◆ Quelle
* * * * *
Die Stücke waren melodisch-harmonisch angelegt und gingen gut ins Gehör oder, besser gesagt, wären gut ins Gehör gegangen, wenn der ansonsten sympathisch wirkende Sänger Hans van Lint an diesem Tag stimmlich etwas besser präsent gewesen wäre. Er sang immer etwas neben der Spur her und konnte so der Qualität der Instrumentalisten, insbesondere des Gitarristen Edwin Roes, leider nicht ganz folgen. Die Mehrheit der Zuhörer konnte aber offenbar ganz gut damit leben, wozu sicherlich die umfangreiche, in Niederländisch geführte Kommunikation van Lints mit dem Publikum ihr Scherflein beitrug.

Ebony Buckle

Der Name Ebony Buckle war mir bislang völlig unbekannt. Da ich mich gerne überraschen lasse, ging ich wie üblich unvorbereitet an den Auftritt dieser schottischen Band heran. Eine junge Sängerin mit Namen Ebony Buckle, die auch das Keyboard bediente, ein ebenfalls junger Gitarrist und sonst niemand weiter standen auf der großen Bühne und wirkten etwas verloren.
* * * * *
◆ Datenzeilen
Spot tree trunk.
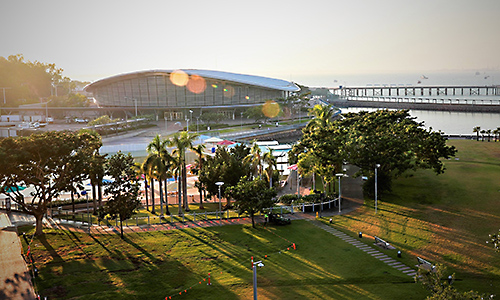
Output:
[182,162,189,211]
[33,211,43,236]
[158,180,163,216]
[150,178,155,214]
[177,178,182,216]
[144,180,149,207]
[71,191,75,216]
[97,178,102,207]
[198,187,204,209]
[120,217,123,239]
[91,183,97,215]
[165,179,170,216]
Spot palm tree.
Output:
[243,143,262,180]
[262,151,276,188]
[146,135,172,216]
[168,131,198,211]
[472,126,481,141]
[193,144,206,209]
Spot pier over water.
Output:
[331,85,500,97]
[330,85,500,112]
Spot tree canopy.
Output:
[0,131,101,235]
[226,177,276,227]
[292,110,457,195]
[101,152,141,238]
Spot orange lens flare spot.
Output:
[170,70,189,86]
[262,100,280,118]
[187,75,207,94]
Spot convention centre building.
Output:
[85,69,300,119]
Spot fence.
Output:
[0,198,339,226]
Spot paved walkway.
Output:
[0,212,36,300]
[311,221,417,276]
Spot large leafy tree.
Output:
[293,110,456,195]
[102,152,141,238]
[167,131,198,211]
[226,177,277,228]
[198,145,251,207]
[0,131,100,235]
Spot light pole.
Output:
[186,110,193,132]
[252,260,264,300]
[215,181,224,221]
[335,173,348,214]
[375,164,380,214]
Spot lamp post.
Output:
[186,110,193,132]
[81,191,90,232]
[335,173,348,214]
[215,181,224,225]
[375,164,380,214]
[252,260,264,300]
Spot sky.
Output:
* * * * *
◆ Aufgaben
a - Prüfe, ob die Aussagen (i) bis (iii) zum Konzertbericht oben zutreffen. Antworte jeweils mit Ja oder Nein und zitiere die entscheidenden Worte aus dem Bericht wörtlich.
(i) Hans van Lint redete mit dem Publikum auf Niederländisch.
(ii) Ebony Buckle ist eine irische Band.
(iii) Bei Ebony Buckle standen drei Musiker auf der Bühne.
b - Führe den Konzertbericht oben nach seinem letzten Satz fort.

◆ Lösungen
a -
(i) Ja: „die umfangreiche, in Niederländisch geführte Kommunikation van Lints mit dem Publikum“
(ii) Nein: „dieser schottischen Band“
(iii) Nein: „Eine junge Sängerin mit Namen Ebony Buckle, die auch das Keyboard bediente, ein ebenfalls junger Gitarrist und sonst niemand weiter standen auf der großen Bühne“

b -
Die Frau griff in die Tasten, öffnete den Mund – und ich sank fast auf die Knie. Was hier zu Gehör kam, war eine Stimme, wie ich sie bisher nur von Kate Bush oder Marjana Semkina von Iamthemorning kannte. Das Wort „betörend“ traf es exakt. Die Stilrichtung der Musik? Bei dieser Stimme egal! Dass die Drums über Band eingespielt wurden? Auch egal! Eine Stimme, so sauber konturiert, kongenial das Keyboard-Spiel, wunderbar von der Gitarre begleitet – dies war ohne Zweifel ein magisches Konzert. Die Stücke getragen-atmosphärisch, mal nachdenklich, mal hymnenhaft, nie banal – Ohr, was willst Du mehr? Dass die Stücke einleitend von der Sängerin erläutert wurden, gab diesem Auftritt den letzten Schliff.

Antony Kalugin (Sunchild/Karfagen)

Der Ukrainer Antony Kalugin, einer der fleißigsten Komponisten im Progressive Rock, kam mit großer Kapelle (sechs Musiker und Musikerinnen) nach Zoetermeer und ließ diese für den Soundcheck vollständig auf der Bühne antreten. Dieser Soundcheck wurde mit zwei kompletten Stücken durchgeführt, wobei Kalugin, nur mit Mikro bewaffnet, beim zweiten Stück von der Bühne stieg, durch das Publikum wanderte und eine Besucherin erfolgreich zum Mitsingen animierte. So ungewöhnlich dieser Auftakt war, so großartig wurde das gesamte Konzert, das einen Querschnitt durch sein umfangreiches Werk bot.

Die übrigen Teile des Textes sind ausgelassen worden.